**Exercise objective**. Beginning with the line below that contains "If you could point at the concrete" and ending with the line that contains "If you could point at the forklift", copy every line exactly. Copy nothing else.
▬▬▬▬▬▬
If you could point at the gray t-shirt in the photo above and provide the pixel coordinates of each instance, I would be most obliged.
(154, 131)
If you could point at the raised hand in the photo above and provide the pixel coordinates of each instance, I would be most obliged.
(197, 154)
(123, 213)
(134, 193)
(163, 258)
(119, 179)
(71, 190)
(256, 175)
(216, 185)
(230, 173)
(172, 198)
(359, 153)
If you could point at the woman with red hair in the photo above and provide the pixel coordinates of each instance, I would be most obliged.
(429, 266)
▬▬▬▬▬▬
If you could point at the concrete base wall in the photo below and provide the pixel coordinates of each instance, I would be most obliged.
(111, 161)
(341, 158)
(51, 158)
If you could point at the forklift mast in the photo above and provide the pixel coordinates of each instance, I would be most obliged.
▬▬▬▬▬▬
**Response for this exercise**.
If you could point at the concrete base wall in the photo below and provide the pixel coordinates of each instance, I would be most obliged.
(111, 161)
(341, 158)
(51, 158)
If you could point at the forklift mast in the photo above and provide the pixel coordinates of each instance, I would be most obliged.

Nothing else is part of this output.